:: Dataset records ::

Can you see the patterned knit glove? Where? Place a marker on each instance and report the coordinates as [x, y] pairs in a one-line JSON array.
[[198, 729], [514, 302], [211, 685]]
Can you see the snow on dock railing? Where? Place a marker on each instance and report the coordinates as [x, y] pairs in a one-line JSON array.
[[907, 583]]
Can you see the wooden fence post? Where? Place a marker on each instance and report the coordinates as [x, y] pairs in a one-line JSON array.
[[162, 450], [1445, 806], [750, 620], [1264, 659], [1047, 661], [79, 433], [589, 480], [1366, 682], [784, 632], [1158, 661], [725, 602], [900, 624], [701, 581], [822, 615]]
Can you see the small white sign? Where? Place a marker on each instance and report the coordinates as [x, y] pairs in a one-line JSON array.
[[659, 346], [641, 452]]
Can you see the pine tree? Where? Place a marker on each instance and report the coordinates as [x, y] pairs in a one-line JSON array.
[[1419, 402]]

:::

▶ Directions
Set down the data once more, exactly as shown above.

▶ Response to the exercise
Can you see the patterned knit glove? Where? Place a marker on each instance and report the coordinates as [x, y] pairs in a one-line JSON array.
[[198, 729], [514, 302], [211, 685]]
Can you see the snow on dock railing? Where? Place a marker on each instance and report the coordinates as [x, y] pairs in a one-line JSON array.
[[907, 583]]
Can you see the wooden fence post? Where? Place a marker on each instance and report the coordinates as [x, y] pairs in a one-line JSON array.
[[162, 450], [1445, 806], [750, 620], [1264, 659], [1047, 661], [79, 433], [589, 480], [1366, 682], [784, 632], [1158, 661], [725, 602], [900, 624], [701, 581], [822, 615]]
Can you see the small white sign? Where? Place a marker on each instance and report the coordinates as [x, y] pairs in a one-line JSON array.
[[659, 346], [641, 452]]
Can you see the pine tree? Where? Place a marker on each instance and report the coordinates as [x, y] pairs in a one-line JSON array.
[[1419, 402]]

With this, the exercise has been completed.